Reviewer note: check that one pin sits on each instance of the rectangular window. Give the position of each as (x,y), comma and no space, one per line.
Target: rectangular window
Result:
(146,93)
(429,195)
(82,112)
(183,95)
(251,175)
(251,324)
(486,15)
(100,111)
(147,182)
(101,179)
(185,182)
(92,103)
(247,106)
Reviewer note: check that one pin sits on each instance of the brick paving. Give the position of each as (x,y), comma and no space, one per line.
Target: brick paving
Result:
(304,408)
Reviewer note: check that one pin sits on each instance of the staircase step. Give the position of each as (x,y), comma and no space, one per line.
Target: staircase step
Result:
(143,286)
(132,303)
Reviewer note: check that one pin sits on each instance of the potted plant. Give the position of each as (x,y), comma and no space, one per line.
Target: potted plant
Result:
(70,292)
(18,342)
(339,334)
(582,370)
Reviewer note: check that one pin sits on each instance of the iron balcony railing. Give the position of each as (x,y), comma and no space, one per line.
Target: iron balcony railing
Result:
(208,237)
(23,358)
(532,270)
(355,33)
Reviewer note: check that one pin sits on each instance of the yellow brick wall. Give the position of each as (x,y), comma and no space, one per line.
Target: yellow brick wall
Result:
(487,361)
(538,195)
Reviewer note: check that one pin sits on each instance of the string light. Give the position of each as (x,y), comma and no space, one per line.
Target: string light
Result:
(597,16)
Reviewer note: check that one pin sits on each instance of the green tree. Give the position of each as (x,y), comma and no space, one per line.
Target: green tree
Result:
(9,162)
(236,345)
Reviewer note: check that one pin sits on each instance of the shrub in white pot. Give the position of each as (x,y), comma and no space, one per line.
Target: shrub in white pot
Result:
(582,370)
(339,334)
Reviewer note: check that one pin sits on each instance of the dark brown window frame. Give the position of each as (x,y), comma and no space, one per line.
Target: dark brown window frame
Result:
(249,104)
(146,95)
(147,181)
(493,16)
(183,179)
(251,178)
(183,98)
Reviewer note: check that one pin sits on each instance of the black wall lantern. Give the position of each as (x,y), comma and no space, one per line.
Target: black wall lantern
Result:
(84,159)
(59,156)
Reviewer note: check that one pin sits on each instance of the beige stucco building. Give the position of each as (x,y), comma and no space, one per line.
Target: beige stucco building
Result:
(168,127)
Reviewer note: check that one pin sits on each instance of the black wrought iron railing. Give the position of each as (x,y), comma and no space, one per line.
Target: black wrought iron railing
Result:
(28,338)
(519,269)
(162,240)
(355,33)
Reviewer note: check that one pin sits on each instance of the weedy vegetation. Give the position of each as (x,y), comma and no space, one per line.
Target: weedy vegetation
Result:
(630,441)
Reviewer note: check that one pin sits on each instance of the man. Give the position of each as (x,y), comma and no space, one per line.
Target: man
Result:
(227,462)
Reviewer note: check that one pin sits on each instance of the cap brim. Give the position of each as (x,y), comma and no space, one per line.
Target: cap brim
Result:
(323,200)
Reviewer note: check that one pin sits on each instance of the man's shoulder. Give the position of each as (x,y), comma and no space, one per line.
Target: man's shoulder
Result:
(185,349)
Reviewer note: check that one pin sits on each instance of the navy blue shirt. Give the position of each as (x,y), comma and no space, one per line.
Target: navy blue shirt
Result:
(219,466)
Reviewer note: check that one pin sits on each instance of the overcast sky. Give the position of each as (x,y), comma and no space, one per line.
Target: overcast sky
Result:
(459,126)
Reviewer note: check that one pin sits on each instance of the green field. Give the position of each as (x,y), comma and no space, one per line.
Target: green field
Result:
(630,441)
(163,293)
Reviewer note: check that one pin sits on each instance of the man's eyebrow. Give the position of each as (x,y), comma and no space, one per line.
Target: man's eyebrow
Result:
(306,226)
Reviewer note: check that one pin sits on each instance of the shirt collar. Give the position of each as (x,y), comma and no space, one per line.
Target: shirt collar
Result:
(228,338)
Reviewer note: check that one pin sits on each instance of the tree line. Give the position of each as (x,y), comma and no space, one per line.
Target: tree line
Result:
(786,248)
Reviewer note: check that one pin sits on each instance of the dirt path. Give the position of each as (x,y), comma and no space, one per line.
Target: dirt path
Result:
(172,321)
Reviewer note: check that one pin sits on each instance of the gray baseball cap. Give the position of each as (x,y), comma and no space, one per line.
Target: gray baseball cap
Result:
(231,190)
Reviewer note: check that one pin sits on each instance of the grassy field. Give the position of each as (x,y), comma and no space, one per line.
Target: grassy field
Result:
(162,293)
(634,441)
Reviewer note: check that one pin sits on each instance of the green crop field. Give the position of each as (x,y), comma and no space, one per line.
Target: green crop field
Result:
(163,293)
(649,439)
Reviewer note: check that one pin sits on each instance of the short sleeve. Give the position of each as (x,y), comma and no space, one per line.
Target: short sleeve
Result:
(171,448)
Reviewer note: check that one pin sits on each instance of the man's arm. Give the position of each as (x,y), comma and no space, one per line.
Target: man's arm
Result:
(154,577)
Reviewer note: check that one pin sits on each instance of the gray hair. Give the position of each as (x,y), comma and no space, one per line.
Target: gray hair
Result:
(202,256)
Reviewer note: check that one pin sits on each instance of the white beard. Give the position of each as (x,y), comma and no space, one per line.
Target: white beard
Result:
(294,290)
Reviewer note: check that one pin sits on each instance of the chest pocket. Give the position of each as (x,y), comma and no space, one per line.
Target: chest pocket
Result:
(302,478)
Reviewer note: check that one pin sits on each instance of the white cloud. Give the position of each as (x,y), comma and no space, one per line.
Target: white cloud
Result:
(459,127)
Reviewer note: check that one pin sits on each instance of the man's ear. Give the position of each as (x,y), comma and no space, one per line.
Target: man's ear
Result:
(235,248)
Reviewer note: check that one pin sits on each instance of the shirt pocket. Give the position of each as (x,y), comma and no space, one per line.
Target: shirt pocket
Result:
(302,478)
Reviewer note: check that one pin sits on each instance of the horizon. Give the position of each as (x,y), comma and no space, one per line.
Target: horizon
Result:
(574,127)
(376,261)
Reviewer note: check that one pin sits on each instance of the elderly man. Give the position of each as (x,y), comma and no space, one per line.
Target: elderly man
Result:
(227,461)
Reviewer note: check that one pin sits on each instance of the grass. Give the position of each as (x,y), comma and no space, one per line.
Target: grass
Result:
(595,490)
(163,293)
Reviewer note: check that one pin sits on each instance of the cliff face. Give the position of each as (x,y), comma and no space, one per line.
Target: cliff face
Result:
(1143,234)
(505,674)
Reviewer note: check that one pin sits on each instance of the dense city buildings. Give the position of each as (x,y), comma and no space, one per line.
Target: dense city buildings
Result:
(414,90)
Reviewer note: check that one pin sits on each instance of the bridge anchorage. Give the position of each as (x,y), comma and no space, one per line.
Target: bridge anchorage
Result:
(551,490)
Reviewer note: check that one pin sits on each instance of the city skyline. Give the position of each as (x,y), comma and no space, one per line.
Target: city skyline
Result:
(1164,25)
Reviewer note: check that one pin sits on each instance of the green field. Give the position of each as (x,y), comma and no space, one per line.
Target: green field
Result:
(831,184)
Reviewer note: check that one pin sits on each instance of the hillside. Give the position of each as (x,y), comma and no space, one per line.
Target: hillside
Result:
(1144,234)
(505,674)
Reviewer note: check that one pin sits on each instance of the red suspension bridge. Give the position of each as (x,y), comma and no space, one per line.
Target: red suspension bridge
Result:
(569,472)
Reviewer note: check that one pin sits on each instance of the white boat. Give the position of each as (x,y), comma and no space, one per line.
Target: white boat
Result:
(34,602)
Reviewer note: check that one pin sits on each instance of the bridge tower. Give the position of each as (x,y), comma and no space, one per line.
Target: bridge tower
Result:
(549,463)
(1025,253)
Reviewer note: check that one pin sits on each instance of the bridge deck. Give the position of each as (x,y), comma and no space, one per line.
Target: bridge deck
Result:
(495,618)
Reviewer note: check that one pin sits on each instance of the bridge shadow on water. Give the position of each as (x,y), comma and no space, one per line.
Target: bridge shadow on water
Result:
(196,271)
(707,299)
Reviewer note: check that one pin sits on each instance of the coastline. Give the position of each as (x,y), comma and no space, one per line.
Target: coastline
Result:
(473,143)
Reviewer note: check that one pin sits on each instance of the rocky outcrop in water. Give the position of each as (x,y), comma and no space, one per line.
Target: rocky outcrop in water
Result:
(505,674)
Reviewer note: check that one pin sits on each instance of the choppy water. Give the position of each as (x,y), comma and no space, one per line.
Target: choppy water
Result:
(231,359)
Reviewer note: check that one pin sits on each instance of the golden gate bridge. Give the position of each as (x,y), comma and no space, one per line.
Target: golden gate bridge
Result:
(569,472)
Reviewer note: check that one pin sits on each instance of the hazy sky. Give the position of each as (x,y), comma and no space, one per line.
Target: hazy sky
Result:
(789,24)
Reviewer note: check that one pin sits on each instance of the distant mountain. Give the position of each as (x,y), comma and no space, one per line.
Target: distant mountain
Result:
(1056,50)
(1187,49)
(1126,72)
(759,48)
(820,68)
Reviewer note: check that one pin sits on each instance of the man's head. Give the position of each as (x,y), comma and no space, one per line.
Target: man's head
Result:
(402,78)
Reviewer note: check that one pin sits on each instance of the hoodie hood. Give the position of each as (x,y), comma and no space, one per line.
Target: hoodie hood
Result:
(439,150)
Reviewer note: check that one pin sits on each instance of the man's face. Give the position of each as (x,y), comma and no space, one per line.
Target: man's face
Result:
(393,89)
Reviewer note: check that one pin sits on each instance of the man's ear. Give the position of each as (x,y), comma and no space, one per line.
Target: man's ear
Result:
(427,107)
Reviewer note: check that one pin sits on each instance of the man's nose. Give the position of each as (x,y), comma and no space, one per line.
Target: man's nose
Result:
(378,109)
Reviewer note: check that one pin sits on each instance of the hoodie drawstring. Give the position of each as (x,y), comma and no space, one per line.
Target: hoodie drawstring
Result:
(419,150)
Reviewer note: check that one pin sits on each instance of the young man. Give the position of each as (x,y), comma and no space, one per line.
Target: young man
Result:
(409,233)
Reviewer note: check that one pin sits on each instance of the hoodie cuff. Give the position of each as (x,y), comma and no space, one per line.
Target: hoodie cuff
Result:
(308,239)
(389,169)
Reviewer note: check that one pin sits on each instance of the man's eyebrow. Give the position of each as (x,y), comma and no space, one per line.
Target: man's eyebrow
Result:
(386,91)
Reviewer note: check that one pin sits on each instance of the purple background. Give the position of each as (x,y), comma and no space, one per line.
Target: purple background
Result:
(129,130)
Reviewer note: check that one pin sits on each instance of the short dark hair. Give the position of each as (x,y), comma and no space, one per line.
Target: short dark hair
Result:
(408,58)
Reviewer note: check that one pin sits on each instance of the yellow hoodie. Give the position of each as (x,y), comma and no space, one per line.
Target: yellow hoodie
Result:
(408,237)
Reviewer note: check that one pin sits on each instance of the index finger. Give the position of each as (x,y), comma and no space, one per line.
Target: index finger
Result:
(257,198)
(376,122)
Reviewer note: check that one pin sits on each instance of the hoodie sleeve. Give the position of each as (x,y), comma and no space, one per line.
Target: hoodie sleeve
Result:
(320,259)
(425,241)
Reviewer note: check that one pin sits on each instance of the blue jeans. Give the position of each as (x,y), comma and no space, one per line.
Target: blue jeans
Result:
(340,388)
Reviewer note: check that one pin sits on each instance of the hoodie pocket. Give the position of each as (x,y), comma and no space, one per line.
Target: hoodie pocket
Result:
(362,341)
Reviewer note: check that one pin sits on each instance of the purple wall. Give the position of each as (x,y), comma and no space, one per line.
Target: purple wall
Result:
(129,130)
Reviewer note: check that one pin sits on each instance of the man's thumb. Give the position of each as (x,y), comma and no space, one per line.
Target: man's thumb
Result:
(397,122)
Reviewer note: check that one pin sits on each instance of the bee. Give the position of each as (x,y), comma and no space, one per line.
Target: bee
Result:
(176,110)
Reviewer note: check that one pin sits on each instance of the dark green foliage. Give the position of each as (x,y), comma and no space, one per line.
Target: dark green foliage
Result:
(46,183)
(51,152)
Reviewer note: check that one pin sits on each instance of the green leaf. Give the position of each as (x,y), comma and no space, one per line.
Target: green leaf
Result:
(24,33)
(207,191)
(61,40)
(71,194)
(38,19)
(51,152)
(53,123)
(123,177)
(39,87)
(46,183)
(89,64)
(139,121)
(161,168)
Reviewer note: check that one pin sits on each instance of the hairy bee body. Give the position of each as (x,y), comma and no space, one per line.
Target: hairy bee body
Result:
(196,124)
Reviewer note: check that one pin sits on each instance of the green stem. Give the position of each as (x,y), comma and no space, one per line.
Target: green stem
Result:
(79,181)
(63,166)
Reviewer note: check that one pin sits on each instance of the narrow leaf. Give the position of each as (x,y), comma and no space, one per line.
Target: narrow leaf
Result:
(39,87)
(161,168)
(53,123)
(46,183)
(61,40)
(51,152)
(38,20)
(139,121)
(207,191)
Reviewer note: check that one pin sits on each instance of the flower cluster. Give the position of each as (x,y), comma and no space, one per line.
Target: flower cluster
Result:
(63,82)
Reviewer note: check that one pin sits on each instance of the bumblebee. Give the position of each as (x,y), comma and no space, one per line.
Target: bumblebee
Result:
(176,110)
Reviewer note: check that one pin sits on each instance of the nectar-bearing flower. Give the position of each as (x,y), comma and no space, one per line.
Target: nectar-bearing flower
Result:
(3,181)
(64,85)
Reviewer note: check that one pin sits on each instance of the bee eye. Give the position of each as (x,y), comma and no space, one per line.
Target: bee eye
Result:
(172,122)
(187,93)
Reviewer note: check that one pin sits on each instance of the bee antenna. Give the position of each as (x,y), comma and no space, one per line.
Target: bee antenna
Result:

GOAL ::
Please substitute "Object" for "Target" in the part of the records that opens with the line containing "of the nectar-bearing" and runs through the end of the records. Give back only those lines, with everything else left as it is.

EXERCISE RESULT ::
Reviewer note: check that one pin sits on each instance of the nectar-bearing flower. Give the position of each as (x,y), comma and no space, one per line.
Object: nectar-bearing flower
Result:
(3,181)
(64,85)
Reviewer note: check that one pin sits on each instance of the bee eye. Give the position of each as (x,y), comma and no space, one per line.
Object: bee eye
Result:
(172,122)
(187,93)
Reviewer note: check that one pin sits on each instance of the bee antenna. Give the position of each as (x,y), comma and no space, one per line.
Object: bee antenna
Result:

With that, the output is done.